News

Tuesday notes

  • Year-end Pulitzer-qualifying closure: the L.A. Times looks at how Bell came to hire Robert Rizzo then decline into the national model of corruption it is today: "They needed someone fast, and Rizzo, then 39, came cheap. His starting salary was $78,000, which was $7,000 less than his predecessor had made."
  • Disneyland was so crowded today the park began turning away new arrivals at 10 a.m.
  • With Gov. Arnold Schwarzenegger packing up to leave office, the LAT's George Skelton declares "it was a mistake to recall Gray Davis."
  • LAUSD Supt. Ramon Cortines "has devoted himself wholeheartedly to his work and managed it with harnessed, constructive rage," says Jim Newton.
  • NBC's "School Pride" didn't treat its LAUSD schools so great.
  • Jason Cole, a national NFL writer for Yahoo! Sports, takes a detailed look at the rival stadium proposals of Ed Roski and Tim Leiweke and the league's "amusement" at the latter's unilateral declaration of a 90-day deadline.

> **PROVIDED MATERIAL**:
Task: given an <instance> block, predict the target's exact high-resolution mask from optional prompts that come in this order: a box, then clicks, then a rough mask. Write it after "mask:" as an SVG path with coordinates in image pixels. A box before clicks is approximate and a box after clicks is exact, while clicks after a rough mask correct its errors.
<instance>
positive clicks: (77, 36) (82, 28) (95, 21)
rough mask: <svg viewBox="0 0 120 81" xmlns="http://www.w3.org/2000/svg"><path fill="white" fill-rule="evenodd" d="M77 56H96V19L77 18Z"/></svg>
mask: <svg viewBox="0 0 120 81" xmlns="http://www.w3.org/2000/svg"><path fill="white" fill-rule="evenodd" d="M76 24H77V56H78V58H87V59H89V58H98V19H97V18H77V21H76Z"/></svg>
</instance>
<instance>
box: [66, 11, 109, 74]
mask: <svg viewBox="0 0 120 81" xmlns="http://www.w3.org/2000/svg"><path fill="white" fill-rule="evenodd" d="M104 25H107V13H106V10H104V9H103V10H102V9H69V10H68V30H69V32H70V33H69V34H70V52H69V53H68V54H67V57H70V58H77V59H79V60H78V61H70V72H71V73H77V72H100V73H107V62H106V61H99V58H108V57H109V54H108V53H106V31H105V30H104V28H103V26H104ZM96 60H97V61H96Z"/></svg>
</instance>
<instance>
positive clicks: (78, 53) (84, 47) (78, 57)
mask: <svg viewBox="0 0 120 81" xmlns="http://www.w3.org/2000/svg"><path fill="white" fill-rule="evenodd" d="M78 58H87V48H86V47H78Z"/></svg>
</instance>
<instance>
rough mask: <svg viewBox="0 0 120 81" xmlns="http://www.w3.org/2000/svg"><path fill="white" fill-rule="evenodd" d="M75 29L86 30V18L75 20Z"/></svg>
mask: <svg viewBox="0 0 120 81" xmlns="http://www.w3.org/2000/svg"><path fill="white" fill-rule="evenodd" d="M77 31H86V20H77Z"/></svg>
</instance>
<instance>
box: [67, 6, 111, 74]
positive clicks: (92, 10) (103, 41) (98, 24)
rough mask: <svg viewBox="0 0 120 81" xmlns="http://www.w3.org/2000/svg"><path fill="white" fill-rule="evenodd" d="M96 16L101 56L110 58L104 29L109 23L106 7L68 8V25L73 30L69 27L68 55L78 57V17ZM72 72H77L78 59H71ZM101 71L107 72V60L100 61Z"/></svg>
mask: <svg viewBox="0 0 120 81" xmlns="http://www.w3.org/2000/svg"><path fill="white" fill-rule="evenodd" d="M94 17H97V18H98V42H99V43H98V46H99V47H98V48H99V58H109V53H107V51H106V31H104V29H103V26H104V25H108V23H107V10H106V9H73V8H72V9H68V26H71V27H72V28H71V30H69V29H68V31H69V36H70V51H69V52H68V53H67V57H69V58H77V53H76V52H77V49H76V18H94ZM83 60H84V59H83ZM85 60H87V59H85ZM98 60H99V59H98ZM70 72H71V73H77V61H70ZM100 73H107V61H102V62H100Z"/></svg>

> **TASK SET**:
[A] From the Tuesday notes at the top of the page, transcribe everything from "Tuesday notes" down to "says Jim Newton.".
[B] Render this sentence from the Tuesday notes into Spanish: "Disneyland was so crowded today the park began turning away new arrivals at 10 a.m."
[C] Resume the Tuesday notes news roundup after its final entry.

> **ACTIVITY ANSWERS**:
[A]
Tuesday notes

  • Year-end Pulitzer-qualifying closure: the L.A. Times looks at how Bell came to hire Robert Rizzo then decline into the national model of corruption it is today: "They needed someone fast, and Rizzo, then 39, came cheap. His starting salary was $78,000, which was $7,000 less than his predecessor had made."
  • Disneyland was so crowded today the park began turning away new arrivals at 10 a.m.
  • With Gov. Arnold Schwarzenegger packing up to leave office, the LAT's George Skelton declares "it was a mistake to recall Gray Davis."
  • LAUSD Supt. Ramon Cortines "has devoted himself wholeheartedly to his work and managed it with harnessed, constructive rage," says Jim Newton.

[B] Disneyland estaba tan lleno hoy que el parque comenzó a rechazar a los recién llegados a las 10 a. m.

[C]
  • A messy 20-year struggle to bring a shopping center to the corner of Slauson and Central avenues "has exposed charges of political influence and favoritism in the redevelopment process run by the city's Community Redevelopment Agency," says the South L.A. Report.
  • "All the President’s Men," "Saturday Night Fever" and George Lucas' student film "THX 1138 4 EB" were among 25 movies added to the National Film Registry as “culturally, historically or aesthetically significant.”
  • Lindsay Lohan being taken into custody in July was the year's most clicked-on story at the Daily News website, while the killing of four men in a Valley restaurant came in second.
  • Singer Teena Marie's roots in the Oakwood section of Venice.
  • Was it the Christmas Day weather? Viewership of the televised Yule Log was up in Los Angeles this year.
  • Gary Scott wonders about LA Weekly's odd obsession with AOL Patch, whose new hires tend to be more accomplished than some Weekly scribes.
  • PBS plans to go heavily Gustavo Dudamel on Wednesday night, with a Tavis Smiley special on the L.A. Philharmonic conductor followed by a "Great Performances" concert.
  • Video: Kwanzaa celebration in Leimert Park.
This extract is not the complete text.